WHAT THIS TASK INVOLVES.
Each line below containing the word "rear" needs to be shown.

EXERCISE INPUT.
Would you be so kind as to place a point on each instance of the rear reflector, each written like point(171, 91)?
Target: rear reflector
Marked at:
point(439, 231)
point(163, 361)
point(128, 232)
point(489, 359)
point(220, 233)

EXPECTED OUTPUT.
Would you be so kind as to place a point on each instance of the rear reflector, each written like point(171, 91)?
Target: rear reflector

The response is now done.